» What the task requires:
Exactly and only the lines from the one with "If you could mark the roof" through the last line of the records need to be set down; please skip the pictures.
*** Exercise material Section Begins ***
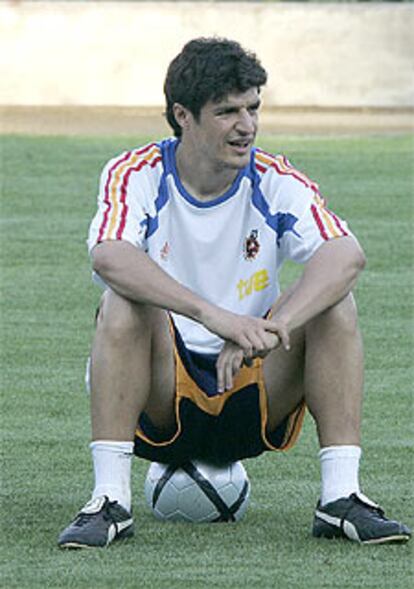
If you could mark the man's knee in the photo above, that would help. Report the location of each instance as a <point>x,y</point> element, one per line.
<point>342,317</point>
<point>119,319</point>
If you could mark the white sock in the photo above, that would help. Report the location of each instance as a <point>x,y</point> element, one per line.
<point>112,466</point>
<point>339,471</point>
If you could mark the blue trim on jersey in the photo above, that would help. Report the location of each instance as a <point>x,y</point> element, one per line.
<point>281,223</point>
<point>168,149</point>
<point>160,202</point>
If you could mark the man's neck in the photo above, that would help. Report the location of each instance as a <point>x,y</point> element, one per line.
<point>201,182</point>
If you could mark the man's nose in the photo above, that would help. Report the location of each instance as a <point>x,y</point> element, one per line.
<point>246,122</point>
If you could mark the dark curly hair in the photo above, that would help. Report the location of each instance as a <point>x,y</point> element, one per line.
<point>209,69</point>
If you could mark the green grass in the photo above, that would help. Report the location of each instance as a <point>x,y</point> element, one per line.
<point>48,194</point>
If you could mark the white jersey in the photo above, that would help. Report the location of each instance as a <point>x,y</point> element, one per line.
<point>228,250</point>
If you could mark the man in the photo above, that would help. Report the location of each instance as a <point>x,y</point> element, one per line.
<point>197,354</point>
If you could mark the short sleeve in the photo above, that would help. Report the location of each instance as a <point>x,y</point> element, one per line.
<point>124,193</point>
<point>304,222</point>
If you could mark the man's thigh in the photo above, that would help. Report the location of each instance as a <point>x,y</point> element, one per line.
<point>145,329</point>
<point>161,400</point>
<point>284,379</point>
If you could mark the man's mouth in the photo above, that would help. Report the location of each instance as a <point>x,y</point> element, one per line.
<point>240,145</point>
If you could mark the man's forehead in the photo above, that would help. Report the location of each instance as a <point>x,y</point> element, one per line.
<point>237,98</point>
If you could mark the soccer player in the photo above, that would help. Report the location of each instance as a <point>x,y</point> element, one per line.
<point>197,353</point>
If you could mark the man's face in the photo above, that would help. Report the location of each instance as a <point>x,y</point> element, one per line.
<point>225,132</point>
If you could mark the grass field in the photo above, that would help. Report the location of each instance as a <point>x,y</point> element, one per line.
<point>48,198</point>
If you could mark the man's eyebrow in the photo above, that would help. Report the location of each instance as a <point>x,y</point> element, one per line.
<point>230,106</point>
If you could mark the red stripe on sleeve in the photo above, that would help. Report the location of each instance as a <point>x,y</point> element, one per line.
<point>319,222</point>
<point>338,223</point>
<point>124,187</point>
<point>106,192</point>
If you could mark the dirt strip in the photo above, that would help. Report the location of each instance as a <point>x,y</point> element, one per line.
<point>150,121</point>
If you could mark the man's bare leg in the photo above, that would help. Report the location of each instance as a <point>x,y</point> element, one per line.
<point>324,366</point>
<point>132,369</point>
<point>131,362</point>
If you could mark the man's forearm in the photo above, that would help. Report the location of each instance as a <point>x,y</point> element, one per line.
<point>327,278</point>
<point>131,273</point>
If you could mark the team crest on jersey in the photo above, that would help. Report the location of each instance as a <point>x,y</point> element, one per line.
<point>251,245</point>
<point>164,251</point>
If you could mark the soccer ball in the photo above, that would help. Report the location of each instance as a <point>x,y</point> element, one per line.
<point>197,492</point>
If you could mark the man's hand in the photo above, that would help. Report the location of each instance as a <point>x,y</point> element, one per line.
<point>232,358</point>
<point>248,333</point>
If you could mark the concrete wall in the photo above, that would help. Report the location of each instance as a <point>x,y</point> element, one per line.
<point>116,53</point>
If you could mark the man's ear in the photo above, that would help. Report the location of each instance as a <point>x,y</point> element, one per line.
<point>182,115</point>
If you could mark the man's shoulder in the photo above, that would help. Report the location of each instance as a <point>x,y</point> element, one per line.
<point>145,157</point>
<point>278,168</point>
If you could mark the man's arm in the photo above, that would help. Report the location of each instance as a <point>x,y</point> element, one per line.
<point>327,278</point>
<point>131,273</point>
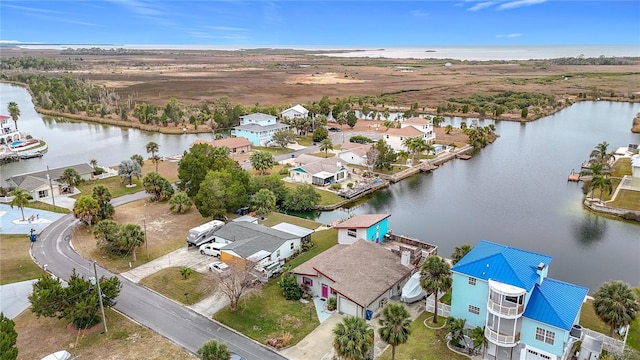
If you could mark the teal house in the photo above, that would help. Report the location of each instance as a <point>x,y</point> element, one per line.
<point>525,314</point>
<point>258,128</point>
<point>369,227</point>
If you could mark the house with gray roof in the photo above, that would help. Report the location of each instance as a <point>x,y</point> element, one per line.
<point>362,276</point>
<point>249,241</point>
<point>41,184</point>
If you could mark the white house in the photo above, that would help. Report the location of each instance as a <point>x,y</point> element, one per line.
<point>297,111</point>
<point>362,276</point>
<point>354,153</point>
<point>321,172</point>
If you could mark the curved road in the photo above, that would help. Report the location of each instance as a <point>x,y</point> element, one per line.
<point>175,322</point>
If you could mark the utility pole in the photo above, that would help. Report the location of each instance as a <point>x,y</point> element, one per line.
<point>53,200</point>
<point>104,319</point>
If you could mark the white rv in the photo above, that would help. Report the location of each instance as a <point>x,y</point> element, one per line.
<point>204,233</point>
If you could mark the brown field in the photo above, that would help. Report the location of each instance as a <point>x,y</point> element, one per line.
<point>288,77</point>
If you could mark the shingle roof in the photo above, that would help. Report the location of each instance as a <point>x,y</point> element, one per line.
<point>408,131</point>
<point>249,238</point>
<point>361,271</point>
<point>488,260</point>
<point>556,303</point>
<point>362,221</point>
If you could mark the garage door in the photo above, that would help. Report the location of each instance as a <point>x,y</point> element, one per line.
<point>347,307</point>
<point>534,355</point>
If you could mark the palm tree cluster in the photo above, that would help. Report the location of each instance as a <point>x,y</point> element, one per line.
<point>598,169</point>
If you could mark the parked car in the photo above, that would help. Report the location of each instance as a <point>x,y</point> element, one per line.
<point>211,249</point>
<point>218,266</point>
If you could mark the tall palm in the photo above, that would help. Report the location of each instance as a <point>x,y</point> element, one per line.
<point>14,112</point>
<point>326,145</point>
<point>353,338</point>
<point>20,199</point>
<point>395,326</point>
<point>435,277</point>
<point>152,148</point>
<point>615,304</point>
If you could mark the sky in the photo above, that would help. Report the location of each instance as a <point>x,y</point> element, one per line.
<point>321,23</point>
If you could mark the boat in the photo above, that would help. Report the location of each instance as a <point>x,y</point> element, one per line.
<point>15,145</point>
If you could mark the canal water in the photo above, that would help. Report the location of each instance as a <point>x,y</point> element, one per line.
<point>514,192</point>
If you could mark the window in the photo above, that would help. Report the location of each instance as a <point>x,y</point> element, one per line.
<point>545,336</point>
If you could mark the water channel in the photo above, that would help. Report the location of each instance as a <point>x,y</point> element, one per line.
<point>513,192</point>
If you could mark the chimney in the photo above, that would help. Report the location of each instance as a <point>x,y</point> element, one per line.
<point>405,257</point>
<point>542,272</point>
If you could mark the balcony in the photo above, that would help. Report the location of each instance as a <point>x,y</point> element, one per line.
<point>505,308</point>
<point>500,339</point>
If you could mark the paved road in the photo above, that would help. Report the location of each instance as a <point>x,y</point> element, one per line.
<point>169,319</point>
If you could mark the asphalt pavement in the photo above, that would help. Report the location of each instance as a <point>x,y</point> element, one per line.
<point>185,327</point>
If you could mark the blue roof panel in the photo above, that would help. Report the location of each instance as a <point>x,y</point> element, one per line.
<point>556,303</point>
<point>488,260</point>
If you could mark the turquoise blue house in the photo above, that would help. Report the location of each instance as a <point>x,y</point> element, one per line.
<point>525,314</point>
<point>370,227</point>
<point>258,128</point>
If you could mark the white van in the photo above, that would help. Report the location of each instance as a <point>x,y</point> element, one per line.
<point>212,249</point>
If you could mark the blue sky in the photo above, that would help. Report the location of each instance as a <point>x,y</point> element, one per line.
<point>321,23</point>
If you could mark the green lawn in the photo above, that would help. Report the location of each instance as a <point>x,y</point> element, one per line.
<point>266,314</point>
<point>424,343</point>
<point>15,262</point>
<point>171,284</point>
<point>114,184</point>
<point>326,197</point>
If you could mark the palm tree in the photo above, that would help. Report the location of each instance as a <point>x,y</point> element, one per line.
<point>459,252</point>
<point>211,350</point>
<point>326,145</point>
<point>353,338</point>
<point>14,112</point>
<point>20,199</point>
<point>395,326</point>
<point>435,277</point>
<point>153,148</point>
<point>615,304</point>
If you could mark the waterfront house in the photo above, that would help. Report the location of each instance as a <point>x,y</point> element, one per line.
<point>362,276</point>
<point>38,185</point>
<point>353,153</point>
<point>258,128</point>
<point>297,111</point>
<point>370,227</point>
<point>250,241</point>
<point>318,171</point>
<point>236,145</point>
<point>525,314</point>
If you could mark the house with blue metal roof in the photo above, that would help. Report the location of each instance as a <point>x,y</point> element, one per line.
<point>525,314</point>
<point>258,128</point>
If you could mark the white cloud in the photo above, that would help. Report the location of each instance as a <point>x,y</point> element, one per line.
<point>514,35</point>
<point>519,3</point>
<point>482,5</point>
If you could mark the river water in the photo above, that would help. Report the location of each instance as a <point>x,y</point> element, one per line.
<point>513,192</point>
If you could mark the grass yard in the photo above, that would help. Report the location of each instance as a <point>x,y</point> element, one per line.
<point>424,343</point>
<point>170,283</point>
<point>326,197</point>
<point>16,264</point>
<point>166,232</point>
<point>125,339</point>
<point>265,314</point>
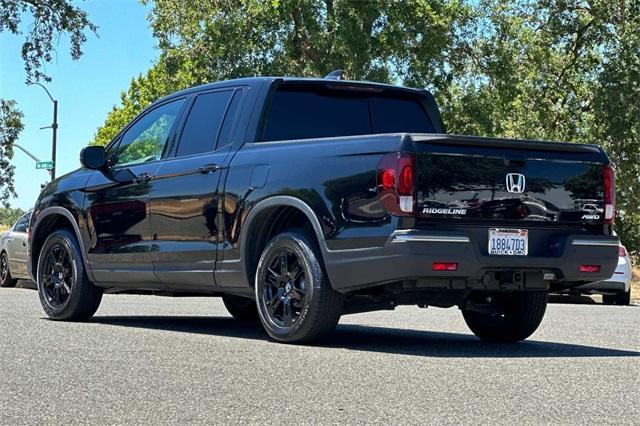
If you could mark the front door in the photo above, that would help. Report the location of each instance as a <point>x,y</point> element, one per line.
<point>17,247</point>
<point>184,199</point>
<point>118,200</point>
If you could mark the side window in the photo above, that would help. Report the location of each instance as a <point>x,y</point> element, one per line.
<point>227,127</point>
<point>22,224</point>
<point>203,123</point>
<point>145,140</point>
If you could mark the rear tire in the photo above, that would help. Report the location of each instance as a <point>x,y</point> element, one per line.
<point>6,280</point>
<point>63,285</point>
<point>516,317</point>
<point>296,303</point>
<point>241,308</point>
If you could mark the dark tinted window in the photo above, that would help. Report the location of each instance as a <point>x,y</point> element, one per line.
<point>202,126</point>
<point>145,140</point>
<point>227,126</point>
<point>399,115</point>
<point>22,224</point>
<point>301,113</point>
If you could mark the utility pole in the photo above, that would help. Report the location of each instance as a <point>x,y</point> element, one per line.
<point>54,128</point>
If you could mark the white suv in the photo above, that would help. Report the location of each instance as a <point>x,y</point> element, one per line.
<point>617,289</point>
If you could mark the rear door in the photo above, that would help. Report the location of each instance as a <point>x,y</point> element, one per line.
<point>185,199</point>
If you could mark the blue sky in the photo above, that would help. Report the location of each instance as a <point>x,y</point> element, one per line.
<point>86,89</point>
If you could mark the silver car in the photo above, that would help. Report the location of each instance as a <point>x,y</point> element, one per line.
<point>617,289</point>
<point>13,253</point>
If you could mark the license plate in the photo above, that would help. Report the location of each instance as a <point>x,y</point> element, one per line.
<point>508,242</point>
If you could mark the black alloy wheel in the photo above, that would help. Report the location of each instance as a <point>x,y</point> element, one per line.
<point>285,287</point>
<point>295,300</point>
<point>65,291</point>
<point>57,276</point>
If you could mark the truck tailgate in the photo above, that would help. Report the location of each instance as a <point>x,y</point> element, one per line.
<point>488,180</point>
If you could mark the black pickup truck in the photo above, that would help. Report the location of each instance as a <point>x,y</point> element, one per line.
<point>299,200</point>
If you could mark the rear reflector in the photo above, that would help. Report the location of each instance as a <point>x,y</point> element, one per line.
<point>589,268</point>
<point>444,266</point>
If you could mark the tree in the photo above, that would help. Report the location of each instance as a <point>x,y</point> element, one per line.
<point>50,19</point>
<point>10,127</point>
<point>203,41</point>
<point>558,70</point>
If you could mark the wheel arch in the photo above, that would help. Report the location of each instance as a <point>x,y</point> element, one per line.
<point>268,218</point>
<point>49,220</point>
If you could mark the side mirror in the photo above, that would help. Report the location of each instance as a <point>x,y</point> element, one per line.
<point>93,157</point>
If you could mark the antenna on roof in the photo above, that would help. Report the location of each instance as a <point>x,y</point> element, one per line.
<point>335,75</point>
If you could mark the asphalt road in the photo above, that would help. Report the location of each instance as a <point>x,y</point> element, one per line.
<point>153,360</point>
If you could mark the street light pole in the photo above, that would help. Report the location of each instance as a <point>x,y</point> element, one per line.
<point>54,127</point>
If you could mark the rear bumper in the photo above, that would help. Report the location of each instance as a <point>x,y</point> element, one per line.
<point>409,255</point>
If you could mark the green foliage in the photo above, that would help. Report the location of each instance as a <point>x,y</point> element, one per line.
<point>203,41</point>
<point>545,69</point>
<point>10,127</point>
<point>556,70</point>
<point>51,18</point>
<point>9,216</point>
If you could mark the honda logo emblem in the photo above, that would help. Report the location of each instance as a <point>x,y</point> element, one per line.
<point>515,182</point>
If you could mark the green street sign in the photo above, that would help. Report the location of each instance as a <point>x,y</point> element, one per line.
<point>44,165</point>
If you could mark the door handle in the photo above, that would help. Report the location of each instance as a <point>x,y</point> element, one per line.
<point>143,178</point>
<point>208,168</point>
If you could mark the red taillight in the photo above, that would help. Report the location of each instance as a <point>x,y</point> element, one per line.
<point>609,194</point>
<point>589,268</point>
<point>444,266</point>
<point>396,183</point>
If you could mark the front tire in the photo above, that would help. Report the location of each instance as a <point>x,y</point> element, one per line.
<point>514,318</point>
<point>63,286</point>
<point>296,303</point>
<point>6,280</point>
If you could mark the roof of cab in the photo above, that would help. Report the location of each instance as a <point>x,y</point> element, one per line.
<point>253,81</point>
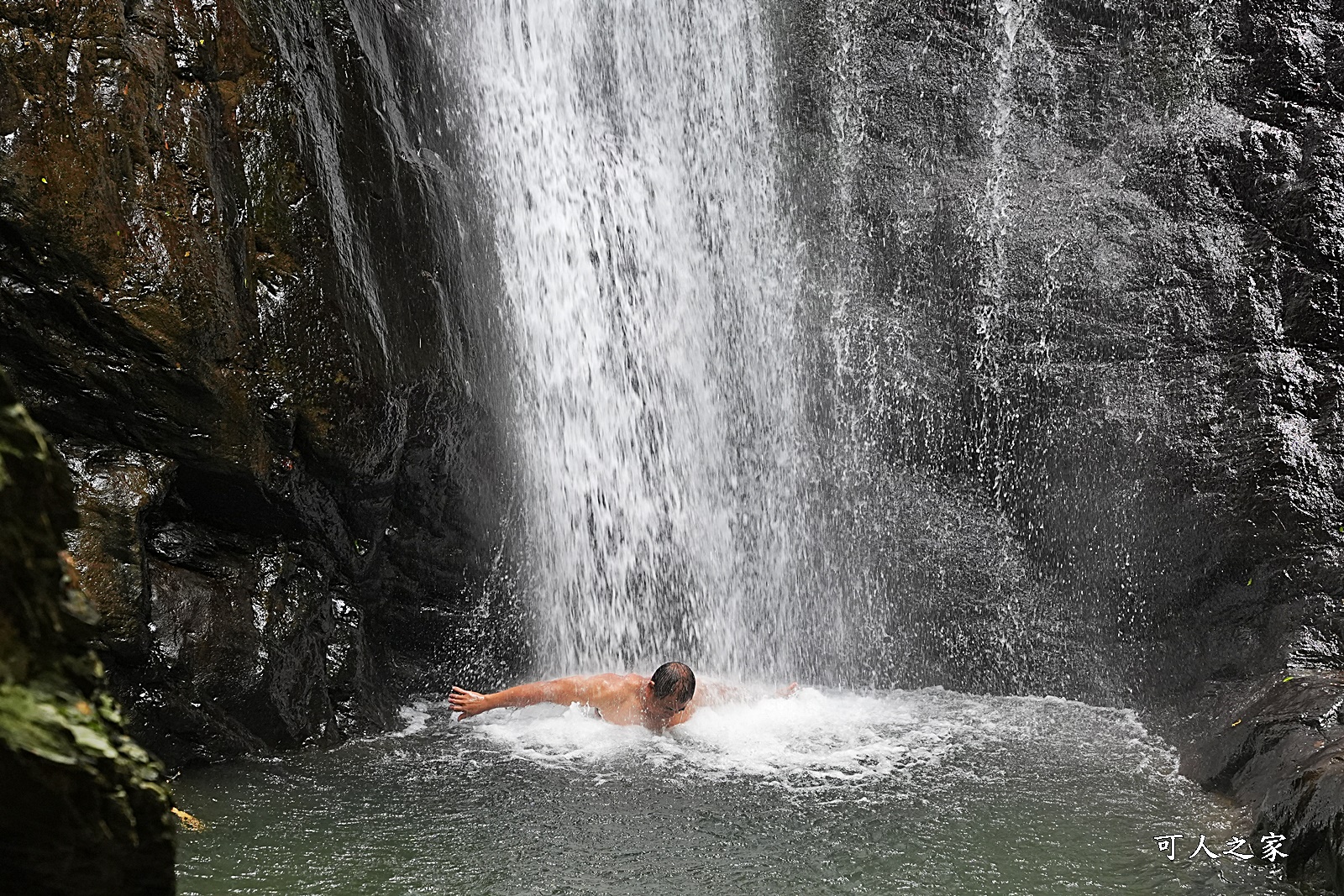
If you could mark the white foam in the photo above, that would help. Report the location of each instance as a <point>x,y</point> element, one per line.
<point>817,738</point>
<point>416,716</point>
*** Exercise material Section Ends ***
» Solution to the exercise:
If you could mark the roof of cab in the photo above, that would help. Report the location of each instance as a <point>x,y</point> element, one per line.
<point>253,81</point>
If you could mark the white foam in the photo above, that would help. Report the location of each instance as a <point>x,y</point> element, one per line.
<point>817,738</point>
<point>416,716</point>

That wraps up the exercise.